REQUIREMENT
Go through the entries below and print, exactly, the lines starting at the one with "point at the paving stone pavement" and ending at the one with "point at the grass patch", keeping both ends and no others.

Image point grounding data
- - -

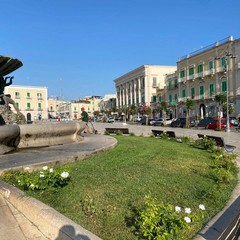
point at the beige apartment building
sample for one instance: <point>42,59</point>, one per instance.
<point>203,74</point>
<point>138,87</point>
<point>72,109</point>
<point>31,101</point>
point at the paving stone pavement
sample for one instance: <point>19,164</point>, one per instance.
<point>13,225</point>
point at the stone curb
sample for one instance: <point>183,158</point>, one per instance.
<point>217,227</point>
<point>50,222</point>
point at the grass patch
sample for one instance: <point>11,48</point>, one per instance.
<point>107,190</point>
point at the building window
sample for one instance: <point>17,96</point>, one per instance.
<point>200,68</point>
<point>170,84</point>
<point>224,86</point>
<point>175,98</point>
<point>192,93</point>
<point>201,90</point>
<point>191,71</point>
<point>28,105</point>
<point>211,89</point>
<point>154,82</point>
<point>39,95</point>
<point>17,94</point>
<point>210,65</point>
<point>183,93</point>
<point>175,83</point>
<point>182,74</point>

- - -

TASK ANSWER
point at the paving stone pavement
sample for one instance: <point>19,164</point>, one per instance.
<point>13,225</point>
point at the stone curb
sample for one instance: <point>183,158</point>, one per instance.
<point>217,227</point>
<point>50,222</point>
point at the grass patch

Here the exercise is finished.